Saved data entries
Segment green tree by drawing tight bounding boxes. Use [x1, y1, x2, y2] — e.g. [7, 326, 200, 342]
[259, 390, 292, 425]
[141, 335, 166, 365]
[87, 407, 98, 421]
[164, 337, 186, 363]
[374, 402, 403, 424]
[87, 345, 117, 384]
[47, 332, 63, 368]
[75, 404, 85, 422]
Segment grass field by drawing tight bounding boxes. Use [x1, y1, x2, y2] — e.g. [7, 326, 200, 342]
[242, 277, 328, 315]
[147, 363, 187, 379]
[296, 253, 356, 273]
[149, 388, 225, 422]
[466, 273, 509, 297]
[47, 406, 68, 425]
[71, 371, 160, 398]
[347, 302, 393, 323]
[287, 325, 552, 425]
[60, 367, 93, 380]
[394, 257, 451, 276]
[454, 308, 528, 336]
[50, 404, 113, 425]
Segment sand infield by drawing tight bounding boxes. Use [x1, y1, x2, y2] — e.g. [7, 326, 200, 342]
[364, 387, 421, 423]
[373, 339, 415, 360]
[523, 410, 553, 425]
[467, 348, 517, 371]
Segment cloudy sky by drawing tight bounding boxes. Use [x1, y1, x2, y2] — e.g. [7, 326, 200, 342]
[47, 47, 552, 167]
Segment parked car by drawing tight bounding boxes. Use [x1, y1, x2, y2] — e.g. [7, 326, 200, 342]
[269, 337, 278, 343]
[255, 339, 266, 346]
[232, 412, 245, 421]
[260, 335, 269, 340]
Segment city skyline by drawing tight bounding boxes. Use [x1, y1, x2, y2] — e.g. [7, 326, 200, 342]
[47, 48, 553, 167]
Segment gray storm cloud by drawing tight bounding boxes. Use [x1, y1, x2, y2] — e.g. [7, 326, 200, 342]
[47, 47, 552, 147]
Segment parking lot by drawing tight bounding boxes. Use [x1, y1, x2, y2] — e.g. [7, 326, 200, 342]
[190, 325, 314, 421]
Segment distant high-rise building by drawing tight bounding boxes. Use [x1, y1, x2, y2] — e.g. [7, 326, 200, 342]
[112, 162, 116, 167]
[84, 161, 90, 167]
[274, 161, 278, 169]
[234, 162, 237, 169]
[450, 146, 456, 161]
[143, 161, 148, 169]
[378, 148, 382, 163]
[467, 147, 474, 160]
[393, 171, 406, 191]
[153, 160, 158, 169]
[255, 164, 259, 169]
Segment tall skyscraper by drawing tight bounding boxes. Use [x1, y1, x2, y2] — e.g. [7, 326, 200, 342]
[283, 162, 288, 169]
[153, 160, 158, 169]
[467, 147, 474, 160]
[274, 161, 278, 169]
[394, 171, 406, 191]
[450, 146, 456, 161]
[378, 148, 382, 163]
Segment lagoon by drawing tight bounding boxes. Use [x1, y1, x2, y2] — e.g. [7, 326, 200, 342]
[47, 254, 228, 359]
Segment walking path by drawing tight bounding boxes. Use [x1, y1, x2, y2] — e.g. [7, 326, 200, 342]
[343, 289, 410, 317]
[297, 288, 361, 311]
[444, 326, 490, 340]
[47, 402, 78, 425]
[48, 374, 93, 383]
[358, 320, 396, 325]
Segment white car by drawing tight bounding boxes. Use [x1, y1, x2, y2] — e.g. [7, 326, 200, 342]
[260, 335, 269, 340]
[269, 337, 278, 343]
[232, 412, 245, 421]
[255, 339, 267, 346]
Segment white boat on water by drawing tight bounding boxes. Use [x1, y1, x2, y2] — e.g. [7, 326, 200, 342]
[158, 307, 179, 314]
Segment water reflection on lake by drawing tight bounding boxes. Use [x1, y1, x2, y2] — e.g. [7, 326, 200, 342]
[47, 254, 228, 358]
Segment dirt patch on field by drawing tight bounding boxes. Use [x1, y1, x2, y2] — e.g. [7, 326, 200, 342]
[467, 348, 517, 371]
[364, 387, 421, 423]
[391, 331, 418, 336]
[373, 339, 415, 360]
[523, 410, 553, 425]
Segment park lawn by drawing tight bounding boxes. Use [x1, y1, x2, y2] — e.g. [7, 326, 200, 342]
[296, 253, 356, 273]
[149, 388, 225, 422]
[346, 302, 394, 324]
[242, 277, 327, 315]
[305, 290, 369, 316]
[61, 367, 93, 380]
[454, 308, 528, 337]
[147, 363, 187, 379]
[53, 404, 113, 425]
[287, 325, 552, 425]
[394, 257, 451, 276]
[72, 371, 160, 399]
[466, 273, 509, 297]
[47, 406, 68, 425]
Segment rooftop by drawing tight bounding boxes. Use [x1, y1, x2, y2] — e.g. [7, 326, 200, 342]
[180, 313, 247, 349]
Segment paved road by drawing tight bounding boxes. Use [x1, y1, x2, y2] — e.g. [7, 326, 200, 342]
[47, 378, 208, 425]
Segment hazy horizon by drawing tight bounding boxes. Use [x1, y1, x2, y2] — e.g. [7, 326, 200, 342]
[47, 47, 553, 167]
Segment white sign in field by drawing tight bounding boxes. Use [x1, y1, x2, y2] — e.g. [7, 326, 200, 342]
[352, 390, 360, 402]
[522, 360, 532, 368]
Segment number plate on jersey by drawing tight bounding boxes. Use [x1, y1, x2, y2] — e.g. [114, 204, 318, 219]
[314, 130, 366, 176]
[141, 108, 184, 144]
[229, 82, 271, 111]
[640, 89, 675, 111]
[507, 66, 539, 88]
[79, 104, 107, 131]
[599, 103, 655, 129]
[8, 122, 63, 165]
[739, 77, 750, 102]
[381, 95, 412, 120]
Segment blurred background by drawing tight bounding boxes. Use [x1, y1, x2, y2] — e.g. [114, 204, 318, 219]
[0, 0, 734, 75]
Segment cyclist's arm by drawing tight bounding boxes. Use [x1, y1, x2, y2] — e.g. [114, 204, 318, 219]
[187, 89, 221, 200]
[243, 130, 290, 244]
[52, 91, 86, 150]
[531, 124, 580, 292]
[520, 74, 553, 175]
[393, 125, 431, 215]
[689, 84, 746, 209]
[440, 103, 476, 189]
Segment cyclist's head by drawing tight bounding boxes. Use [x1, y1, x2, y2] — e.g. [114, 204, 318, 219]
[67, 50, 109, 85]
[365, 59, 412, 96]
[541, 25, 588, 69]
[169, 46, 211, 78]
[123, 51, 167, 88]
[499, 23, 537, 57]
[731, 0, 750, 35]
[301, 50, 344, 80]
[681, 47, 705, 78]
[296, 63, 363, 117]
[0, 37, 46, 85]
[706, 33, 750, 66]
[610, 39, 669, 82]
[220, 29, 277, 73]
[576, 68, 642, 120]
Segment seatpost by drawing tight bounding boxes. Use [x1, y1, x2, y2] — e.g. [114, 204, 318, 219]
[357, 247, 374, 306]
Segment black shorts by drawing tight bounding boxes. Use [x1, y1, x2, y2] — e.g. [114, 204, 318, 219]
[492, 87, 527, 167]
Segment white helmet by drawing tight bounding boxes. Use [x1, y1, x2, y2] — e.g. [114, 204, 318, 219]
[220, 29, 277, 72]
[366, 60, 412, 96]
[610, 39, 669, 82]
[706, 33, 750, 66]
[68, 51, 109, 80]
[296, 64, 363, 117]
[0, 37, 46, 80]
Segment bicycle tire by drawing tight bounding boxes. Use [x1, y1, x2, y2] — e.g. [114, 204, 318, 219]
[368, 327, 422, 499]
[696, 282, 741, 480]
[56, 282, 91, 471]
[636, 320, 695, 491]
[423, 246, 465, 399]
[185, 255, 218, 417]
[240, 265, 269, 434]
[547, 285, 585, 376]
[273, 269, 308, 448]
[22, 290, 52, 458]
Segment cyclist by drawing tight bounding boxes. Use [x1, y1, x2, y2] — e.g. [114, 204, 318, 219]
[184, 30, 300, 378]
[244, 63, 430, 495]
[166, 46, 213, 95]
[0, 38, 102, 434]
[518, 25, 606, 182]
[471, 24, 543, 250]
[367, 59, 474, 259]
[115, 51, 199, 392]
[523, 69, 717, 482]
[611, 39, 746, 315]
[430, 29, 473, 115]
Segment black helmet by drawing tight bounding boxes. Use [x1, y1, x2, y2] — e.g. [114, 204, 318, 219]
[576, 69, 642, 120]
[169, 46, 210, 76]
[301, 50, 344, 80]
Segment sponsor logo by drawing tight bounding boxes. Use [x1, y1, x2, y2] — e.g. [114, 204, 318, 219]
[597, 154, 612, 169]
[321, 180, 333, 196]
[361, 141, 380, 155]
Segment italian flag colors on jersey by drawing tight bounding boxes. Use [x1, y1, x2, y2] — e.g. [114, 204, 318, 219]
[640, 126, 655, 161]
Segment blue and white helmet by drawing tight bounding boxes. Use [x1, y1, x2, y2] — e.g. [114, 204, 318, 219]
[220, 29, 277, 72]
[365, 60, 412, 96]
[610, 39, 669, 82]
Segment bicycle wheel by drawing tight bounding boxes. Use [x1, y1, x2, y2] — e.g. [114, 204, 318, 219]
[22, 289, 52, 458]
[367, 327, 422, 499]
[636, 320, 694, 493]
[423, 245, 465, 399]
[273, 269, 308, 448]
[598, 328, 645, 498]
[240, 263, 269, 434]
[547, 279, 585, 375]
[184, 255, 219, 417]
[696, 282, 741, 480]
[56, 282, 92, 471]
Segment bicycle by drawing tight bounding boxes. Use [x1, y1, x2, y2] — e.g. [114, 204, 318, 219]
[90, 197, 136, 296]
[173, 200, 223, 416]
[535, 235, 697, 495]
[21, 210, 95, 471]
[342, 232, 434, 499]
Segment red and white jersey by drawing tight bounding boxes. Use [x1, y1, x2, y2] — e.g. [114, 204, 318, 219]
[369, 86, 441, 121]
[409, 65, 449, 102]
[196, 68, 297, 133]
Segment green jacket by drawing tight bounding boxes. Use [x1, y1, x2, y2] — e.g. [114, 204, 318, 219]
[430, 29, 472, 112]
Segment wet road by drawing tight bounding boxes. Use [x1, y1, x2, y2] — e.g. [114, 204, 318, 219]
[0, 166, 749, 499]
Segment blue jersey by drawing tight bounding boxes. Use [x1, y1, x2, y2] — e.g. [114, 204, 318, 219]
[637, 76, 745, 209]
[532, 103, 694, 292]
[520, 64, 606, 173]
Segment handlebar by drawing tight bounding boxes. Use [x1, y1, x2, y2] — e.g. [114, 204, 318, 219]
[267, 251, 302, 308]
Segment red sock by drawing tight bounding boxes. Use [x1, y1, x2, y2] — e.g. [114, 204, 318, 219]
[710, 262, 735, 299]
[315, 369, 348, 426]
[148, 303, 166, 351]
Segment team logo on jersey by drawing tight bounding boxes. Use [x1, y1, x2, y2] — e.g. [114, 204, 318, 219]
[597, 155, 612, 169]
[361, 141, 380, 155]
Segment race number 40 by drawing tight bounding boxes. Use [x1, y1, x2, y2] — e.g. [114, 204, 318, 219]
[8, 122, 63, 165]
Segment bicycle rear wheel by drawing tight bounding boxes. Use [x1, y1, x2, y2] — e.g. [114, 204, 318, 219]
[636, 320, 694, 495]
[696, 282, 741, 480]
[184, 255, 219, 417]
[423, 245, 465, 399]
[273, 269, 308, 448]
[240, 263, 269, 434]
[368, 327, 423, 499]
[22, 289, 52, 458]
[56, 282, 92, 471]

- _Work item_:
Your answer is the line containing "Segment blue jersey" plus every line after it through the end of the entries, given again exactly and alone.

- _Response area_:
Segment blue jersey by drawing tight bounding boxes. Use [x1, y1, x2, y2] — e.g. [114, 204, 318, 219]
[637, 76, 745, 209]
[532, 103, 694, 292]
[520, 64, 606, 173]
Segment handlebar by drawing tight bounding boxes. Use [x1, y1, x2, y2] — e.g. [114, 204, 318, 219]
[267, 251, 302, 308]
Segment red sock by drawing tight bounding boxes. Use [x1, y1, x2, y2] — e.g. [114, 204, 318, 219]
[710, 262, 735, 299]
[315, 369, 348, 426]
[148, 303, 166, 351]
Segment team logo on jersey by drawing tight bounding boxes. Use [x1, y1, x2, y2] — e.g. [114, 204, 318, 219]
[597, 155, 612, 169]
[361, 141, 380, 155]
Segment race number 40 by drawing tight bounding boxes. Use [x1, y1, x2, y2] — e.g. [114, 204, 318, 219]
[8, 122, 63, 165]
Segment bicycle rear wheel by drawing tight bounding boxes. Use [x1, y1, x2, y2] — e.g. [114, 204, 318, 219]
[636, 320, 694, 495]
[696, 282, 741, 480]
[184, 255, 219, 417]
[423, 245, 465, 399]
[273, 269, 308, 448]
[240, 263, 269, 434]
[368, 327, 423, 499]
[22, 289, 52, 458]
[56, 282, 92, 471]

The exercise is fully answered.